* [Exercise directions]
Give back exactly the stretch of data below from the line holding "point: the white fur patch in this photo" through the line holding "point: the small leaf in this photo", both ends included, and leave the remaining lines out.

* [Supplied records]
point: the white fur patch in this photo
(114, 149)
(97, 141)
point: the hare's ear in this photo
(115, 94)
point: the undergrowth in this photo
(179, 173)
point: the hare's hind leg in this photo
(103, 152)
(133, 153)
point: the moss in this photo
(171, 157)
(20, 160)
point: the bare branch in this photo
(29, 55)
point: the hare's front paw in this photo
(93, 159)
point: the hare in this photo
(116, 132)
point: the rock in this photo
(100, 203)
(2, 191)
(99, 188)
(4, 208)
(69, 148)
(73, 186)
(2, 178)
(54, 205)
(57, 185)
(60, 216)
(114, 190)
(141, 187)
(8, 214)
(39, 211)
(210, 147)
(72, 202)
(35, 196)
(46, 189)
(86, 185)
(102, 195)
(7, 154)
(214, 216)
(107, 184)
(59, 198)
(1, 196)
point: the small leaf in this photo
* * *
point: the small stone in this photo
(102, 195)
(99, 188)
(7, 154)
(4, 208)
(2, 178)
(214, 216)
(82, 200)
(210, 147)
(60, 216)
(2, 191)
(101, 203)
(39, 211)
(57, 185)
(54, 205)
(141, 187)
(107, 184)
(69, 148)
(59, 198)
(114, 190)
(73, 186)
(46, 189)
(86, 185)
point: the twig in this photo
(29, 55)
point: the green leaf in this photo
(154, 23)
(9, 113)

* [Answer area]
point: the white fur patch in this photo
(114, 149)
(97, 141)
point: the hare's ear in this photo
(115, 94)
point: the undergrowth in this photo
(179, 173)
point: the hare's hind leg in this photo
(103, 152)
(133, 153)
point: the moss in this photo
(171, 157)
(20, 160)
point: the bare branch in this photo
(29, 55)
point: the hare's front paw in this photo
(93, 159)
point: the hare in this photo
(116, 132)
point: the rock in this photo
(100, 203)
(2, 191)
(99, 188)
(4, 208)
(69, 148)
(73, 186)
(2, 178)
(54, 205)
(57, 185)
(60, 216)
(114, 190)
(141, 187)
(8, 214)
(39, 211)
(210, 147)
(72, 202)
(35, 196)
(46, 189)
(86, 185)
(102, 195)
(7, 154)
(214, 216)
(107, 184)
(59, 198)
(1, 196)
point: the small leaf in this photo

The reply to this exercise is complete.